→ Short task: Identify every line in the items that contains the word "green", and copy each such line in full.

● ● ●

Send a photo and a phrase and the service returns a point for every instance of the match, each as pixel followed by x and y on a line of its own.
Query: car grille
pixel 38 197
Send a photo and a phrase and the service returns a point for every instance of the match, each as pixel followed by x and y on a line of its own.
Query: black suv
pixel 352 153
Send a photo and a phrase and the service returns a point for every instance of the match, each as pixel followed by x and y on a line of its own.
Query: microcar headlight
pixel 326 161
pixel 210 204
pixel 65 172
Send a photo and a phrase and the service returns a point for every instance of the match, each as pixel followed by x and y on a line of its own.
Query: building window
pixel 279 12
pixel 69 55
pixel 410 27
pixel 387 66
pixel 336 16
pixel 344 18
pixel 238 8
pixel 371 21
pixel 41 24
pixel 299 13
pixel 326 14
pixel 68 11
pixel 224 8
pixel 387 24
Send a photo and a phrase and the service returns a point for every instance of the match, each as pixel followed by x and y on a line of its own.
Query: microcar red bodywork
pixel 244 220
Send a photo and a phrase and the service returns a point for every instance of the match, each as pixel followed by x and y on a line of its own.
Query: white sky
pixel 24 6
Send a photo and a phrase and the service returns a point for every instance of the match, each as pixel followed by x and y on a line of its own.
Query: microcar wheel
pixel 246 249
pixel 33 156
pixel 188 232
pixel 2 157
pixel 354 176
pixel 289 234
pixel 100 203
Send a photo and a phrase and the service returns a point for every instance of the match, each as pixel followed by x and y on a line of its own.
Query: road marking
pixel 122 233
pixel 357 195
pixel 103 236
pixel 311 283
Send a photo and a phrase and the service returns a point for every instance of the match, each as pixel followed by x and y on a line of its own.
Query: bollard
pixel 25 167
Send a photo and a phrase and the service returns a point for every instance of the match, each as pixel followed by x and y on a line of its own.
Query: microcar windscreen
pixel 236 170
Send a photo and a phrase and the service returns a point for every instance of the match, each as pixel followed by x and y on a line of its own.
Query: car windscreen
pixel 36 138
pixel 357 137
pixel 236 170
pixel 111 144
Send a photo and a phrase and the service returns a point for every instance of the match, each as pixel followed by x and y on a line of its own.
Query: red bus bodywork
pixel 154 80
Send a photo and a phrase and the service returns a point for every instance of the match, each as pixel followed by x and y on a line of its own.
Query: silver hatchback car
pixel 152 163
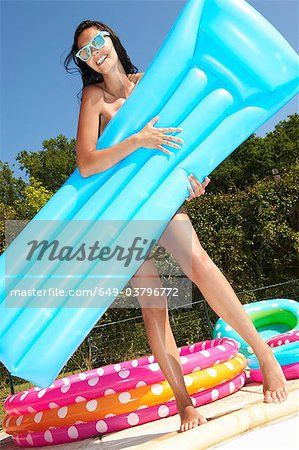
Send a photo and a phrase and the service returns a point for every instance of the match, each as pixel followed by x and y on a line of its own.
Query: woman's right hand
pixel 151 137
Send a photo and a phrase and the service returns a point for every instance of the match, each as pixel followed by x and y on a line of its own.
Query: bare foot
pixel 190 418
pixel 274 383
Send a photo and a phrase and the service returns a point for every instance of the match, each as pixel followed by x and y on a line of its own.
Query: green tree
pixel 52 165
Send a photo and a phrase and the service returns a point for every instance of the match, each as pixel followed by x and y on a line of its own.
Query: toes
pixel 274 397
pixel 268 397
pixel 280 396
pixel 285 390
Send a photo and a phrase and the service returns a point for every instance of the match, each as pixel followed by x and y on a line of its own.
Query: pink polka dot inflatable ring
pixel 66 393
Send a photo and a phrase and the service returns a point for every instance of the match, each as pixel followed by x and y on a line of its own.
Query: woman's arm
pixel 89 160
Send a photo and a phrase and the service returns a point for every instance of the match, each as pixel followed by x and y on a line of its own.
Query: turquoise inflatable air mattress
pixel 222 71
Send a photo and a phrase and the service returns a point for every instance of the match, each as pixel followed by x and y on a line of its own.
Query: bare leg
pixel 223 300
pixel 162 342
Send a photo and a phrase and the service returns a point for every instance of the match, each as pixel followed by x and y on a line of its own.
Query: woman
pixel 108 78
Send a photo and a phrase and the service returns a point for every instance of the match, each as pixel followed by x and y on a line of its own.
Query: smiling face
pixel 108 51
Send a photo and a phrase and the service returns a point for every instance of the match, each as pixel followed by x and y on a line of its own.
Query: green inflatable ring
pixel 270 318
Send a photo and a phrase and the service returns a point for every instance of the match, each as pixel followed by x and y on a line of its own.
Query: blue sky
pixel 38 97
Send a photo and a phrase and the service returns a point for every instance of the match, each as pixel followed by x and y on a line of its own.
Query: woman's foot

● ● ●

→ In response:
Query: green tree
Query: green inflatable ring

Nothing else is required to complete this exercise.